#### PASSAGE CHOISI ####

Ce n’est pas parce que je suis « Kabyle », ou que j’habite la Kabylie que je dois me montrer aux yeux des autres plus royaliste que le roi, plus Algérien que le reste des Algériens, plus nationaliste que les nationalistes eux-mêmes. C’est du n’importe quoi ! D’une part, cette tendance à me justifier pour prouver aux autres que je ne suis pas comme les autres est d’une attristante débilité. Elle est même, peut-être exagérai-je un peu ici, un syndrome maladif qui relève purement de la psychiatrie.

Personne n’a le droit de me demander qui je suis ni à me faire un chantage sur mon appartenance ni sur mon identité, du moment que je vis sur ma terre : la terre de mes parents et de mes ancêtres. De l’autre, outre qu’ils sont arrosés par les vannes de la rente, cet exclusivisme putride, ce courant rancunier qui pousse au repli identitaire, cette machine-laminoir d’ostracisme silencieux parmi la grande masse de la médiasphère et des faiseurs d’opinion en Algérie qui doute à chaque fois de l’algérianité de certains Algériens (ici les Kabyles), par rapport aux autres (l’autre composante arabophone du pays), dénote d’un véritable problème de conscience. C’est presque même, dirais-je, du cynisme.

Je n’ai pas besoin, par exemple, de brandir l’emblème national en Kabylie ou de mettre ma propre photo sur les réseaux sociaux en train de l’embrasser pour dire aux reste des Algériens que je suis « moi aussi » Algérien ! Cela participe du populisme à haut décibel, car mon identité ou ma nationalité c’est mon bien privé : c’est ce qui fait que je suis moi et pas un autre quelconque. C’est ce populisme d’un côté comme de l’autre qui a poussé aux extrémismes de tous bords. Et on se retrouve aujourd’hui à la croisée des chemins en train de chercher des fausses solutions à des faux problèmes créés par nous-mêmes qui peinons à nous comprendre.

####

• CONSIGNE: Quelles sont toutes les comparaisons construites sur le modèle « plus … que … » dans le passage sur l'identité kabyle ? Répondez en vous appuyant uniquement sur le passage.

#### DONNÉES EXTRAITES ####

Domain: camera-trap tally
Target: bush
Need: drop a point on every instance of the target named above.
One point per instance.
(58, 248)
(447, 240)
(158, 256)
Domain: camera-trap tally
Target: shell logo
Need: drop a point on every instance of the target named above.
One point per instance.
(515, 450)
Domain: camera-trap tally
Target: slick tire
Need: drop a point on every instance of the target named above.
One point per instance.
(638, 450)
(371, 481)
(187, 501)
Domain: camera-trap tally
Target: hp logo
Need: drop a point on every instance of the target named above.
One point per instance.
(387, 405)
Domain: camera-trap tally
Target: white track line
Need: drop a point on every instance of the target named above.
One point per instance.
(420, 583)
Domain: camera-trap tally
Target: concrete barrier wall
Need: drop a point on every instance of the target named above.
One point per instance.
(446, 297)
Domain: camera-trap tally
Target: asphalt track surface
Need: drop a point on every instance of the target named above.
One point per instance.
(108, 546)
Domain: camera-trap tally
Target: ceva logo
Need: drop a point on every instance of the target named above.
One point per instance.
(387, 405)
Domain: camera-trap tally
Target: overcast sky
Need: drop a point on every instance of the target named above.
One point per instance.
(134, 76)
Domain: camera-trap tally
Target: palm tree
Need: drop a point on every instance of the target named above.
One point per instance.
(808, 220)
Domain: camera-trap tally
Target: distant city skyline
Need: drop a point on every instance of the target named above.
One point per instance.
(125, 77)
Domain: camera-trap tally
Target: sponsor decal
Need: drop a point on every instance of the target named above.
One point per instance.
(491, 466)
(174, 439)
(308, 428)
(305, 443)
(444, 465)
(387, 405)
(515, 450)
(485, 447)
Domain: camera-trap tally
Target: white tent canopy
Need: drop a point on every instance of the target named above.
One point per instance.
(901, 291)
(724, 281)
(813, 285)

####

• RÉSULTAT:
- plus royaliste que le roi
- plus Algérien que le reste des Algériens
- plus nationaliste que les nationalistes eux-mêmes